--- begin Data provided ---

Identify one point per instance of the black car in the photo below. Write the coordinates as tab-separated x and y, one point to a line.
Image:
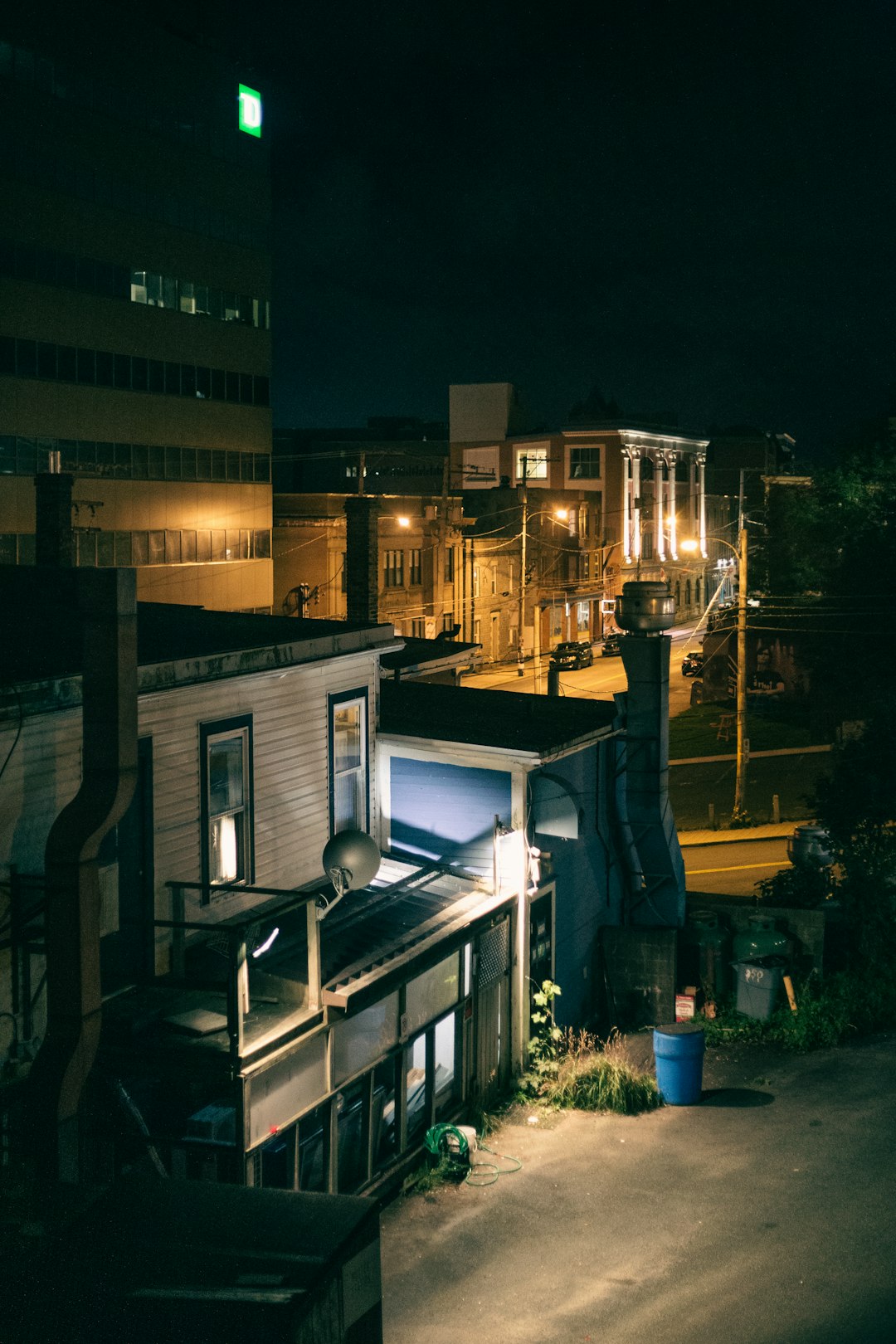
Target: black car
572	655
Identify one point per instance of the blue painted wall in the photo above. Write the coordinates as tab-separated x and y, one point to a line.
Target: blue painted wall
448	811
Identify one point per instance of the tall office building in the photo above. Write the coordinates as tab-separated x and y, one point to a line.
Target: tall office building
134	301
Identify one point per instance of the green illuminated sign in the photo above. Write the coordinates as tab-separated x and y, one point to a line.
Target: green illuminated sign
250	110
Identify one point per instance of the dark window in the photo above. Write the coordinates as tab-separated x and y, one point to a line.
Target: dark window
123	370
27	358
104	368
46	359
106	548
139	374
66	363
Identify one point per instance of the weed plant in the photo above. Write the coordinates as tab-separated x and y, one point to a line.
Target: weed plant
594	1075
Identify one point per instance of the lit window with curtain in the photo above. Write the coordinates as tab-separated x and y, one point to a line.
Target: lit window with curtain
348	761
226	772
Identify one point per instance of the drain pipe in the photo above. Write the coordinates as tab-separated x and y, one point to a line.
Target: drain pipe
106	611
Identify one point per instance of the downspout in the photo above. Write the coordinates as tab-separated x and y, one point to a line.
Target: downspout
106	606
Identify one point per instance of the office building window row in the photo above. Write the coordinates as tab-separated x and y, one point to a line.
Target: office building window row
212	129
47	266
22	455
128	550
27	160
128	373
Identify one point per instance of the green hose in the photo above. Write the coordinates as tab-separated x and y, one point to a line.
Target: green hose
438	1144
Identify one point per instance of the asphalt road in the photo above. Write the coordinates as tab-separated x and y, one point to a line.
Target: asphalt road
733	869
763	1215
599	682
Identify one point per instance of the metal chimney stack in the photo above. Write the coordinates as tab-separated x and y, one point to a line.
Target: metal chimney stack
645	611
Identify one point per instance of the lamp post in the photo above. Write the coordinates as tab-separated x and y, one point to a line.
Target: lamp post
740	704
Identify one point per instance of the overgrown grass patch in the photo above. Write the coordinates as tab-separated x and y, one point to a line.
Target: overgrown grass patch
694	733
596	1075
829	1012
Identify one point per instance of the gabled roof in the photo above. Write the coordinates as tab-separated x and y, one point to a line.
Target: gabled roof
539	723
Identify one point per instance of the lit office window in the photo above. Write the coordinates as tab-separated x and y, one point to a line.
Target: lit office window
348	762
226	773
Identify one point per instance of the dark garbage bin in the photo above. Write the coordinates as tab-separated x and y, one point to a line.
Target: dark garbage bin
758	986
679	1053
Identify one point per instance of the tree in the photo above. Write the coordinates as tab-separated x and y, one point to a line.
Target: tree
856	804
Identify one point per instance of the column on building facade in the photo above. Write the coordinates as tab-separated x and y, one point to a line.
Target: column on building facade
674	522
626	502
702	472
660	503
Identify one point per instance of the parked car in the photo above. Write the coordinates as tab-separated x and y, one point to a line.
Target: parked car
572	655
809	845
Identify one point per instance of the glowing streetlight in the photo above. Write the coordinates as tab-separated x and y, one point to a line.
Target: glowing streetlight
740	554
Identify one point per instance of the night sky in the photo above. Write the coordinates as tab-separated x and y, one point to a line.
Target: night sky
689	207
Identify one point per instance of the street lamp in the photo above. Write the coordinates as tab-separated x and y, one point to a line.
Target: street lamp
740	554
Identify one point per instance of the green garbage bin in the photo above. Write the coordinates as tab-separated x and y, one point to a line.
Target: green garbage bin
758	986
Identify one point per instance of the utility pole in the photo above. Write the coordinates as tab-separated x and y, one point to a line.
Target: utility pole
743	746
525	523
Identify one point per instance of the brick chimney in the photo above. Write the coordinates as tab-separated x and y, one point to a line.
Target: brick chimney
52	527
362	558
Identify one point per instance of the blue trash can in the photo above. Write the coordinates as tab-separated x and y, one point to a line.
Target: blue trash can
679	1051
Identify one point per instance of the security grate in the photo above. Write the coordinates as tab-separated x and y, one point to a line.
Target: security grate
494	955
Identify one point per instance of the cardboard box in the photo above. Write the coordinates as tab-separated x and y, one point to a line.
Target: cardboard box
687	1003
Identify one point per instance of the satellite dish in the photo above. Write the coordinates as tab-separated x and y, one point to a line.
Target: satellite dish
351	859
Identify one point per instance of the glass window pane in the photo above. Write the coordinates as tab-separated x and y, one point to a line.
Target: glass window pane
27	358
363	1040
416	1092
445	1079
430	993
351	1116
226	774
347	737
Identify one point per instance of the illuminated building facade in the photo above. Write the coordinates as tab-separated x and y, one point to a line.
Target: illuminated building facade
134	303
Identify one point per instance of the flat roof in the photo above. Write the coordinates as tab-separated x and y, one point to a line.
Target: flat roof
538	723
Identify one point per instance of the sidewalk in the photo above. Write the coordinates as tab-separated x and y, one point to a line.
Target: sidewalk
759	1216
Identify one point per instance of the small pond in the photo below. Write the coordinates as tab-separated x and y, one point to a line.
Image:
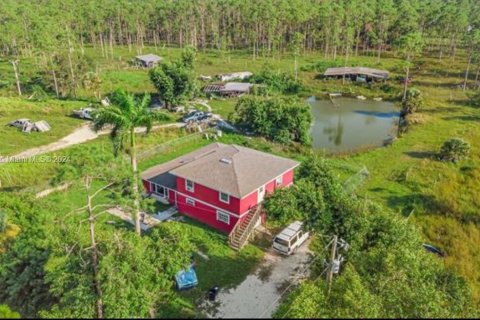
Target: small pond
347	124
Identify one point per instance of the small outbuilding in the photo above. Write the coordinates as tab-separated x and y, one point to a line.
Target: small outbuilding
234	76
230	89
359	74
148	60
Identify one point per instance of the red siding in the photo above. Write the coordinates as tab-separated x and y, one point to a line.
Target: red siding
209	196
287	178
248	201
205	214
270	186
147	186
171	196
208	213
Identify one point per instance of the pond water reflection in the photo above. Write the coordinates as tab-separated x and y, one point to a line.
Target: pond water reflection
347	124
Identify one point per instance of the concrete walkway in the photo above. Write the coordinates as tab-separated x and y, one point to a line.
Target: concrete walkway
259	294
149	221
83	134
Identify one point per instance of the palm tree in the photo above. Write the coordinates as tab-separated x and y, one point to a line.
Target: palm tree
125	114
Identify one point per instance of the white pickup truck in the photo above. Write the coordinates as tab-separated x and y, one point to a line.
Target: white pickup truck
292	237
84	113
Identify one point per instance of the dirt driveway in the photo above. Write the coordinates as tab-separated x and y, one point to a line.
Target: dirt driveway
80	135
258	295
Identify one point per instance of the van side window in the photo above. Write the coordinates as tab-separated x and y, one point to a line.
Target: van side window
294	239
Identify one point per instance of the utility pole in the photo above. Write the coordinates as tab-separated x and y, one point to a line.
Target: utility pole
332	259
17	78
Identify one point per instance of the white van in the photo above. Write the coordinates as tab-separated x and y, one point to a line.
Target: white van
292	237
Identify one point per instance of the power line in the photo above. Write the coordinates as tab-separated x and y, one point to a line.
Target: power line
291	306
331	265
291	284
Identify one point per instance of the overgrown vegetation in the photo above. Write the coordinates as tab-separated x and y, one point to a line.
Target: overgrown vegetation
79	49
280	119
454	150
281	82
386	272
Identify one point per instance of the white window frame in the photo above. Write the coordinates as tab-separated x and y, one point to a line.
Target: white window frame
279	181
155	186
225	194
192	188
225	214
190	202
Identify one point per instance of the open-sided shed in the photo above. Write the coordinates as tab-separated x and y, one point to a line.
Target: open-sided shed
361	74
148	60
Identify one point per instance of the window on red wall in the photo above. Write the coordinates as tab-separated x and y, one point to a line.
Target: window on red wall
190	202
223	216
278	181
189	185
224	197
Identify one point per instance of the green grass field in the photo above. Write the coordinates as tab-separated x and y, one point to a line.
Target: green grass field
55	112
442	199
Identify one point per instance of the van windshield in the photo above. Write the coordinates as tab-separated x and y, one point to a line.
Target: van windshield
281	241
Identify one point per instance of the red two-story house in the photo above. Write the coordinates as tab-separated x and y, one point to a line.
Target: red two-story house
218	184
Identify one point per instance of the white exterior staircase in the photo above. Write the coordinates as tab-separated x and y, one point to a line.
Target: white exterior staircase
244	230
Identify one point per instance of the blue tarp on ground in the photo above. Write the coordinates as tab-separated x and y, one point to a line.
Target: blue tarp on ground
186	279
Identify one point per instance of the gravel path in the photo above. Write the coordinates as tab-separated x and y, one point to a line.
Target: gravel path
83	134
258	295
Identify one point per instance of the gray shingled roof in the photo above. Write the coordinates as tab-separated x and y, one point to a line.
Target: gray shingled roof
233	169
356	70
149	58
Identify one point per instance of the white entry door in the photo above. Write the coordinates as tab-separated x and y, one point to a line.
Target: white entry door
261	194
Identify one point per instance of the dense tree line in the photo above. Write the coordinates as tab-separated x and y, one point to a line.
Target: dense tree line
55	33
385	272
263	26
280	119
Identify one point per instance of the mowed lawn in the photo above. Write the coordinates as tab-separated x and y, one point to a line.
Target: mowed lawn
55	112
440	198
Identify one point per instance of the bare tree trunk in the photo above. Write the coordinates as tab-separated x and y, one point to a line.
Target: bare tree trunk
136	193
345	64
17	78
101	44
466	72
405	87
91	222
54	74
476	78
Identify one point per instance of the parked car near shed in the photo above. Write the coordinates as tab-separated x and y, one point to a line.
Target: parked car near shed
19	123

--- end Data provided ---

Task brief:
Repeat exactly the lines above from the line that contains "Identify one point per instance of the blue tarp" through the end. Include both of these ends; leave out everything else.

Answer to the task:
Identify one point per instance of the blue tarp on ground in the photo above. Write the coordinates as tab-separated x and y, one point to a line.
Target: blue tarp on ground
186	279
Identify one point per instance of the gravel path in the photo above. Write the coordinates as tab-separated x and y, one point to a line.
Target: gravel path
83	134
258	295
Identify one point per instance of the gray shingled roof in the photo above. Write the coordinates as tab-separated x and y, one point to a line.
Target: gray shingled roof
233	169
356	70
149	58
Identify one point per instance of the white entry door in the photo above. Write the coordinates as tab-separated x and y, one point to a line.
Target: white entry door
261	194
Identify one point per instance of the dense tree line in the photo above. Write the coordinates as tab-separated x and y, one point to a line.
Target: dense tree line
55	33
385	272
263	26
280	119
Identify one point per instance of the mowed lawn in the photo above. Write the coordinates as tab-separated x and y, one point to a line.
Target: mowed lawn
55	112
440	198
Identify one point per instance of the bare tree trunk in the photo above. Write the coordinates as tab-separated x and y, one point to a line.
Target: bare tree trunk
136	193
345	64
17	78
101	44
466	72
405	87
91	222
54	74
476	78
Identify one point per instance of the parked car near shed in the photo above. Write the coordinates as tab-separated x and y, one point to a line.
Target: parked car near shed
19	123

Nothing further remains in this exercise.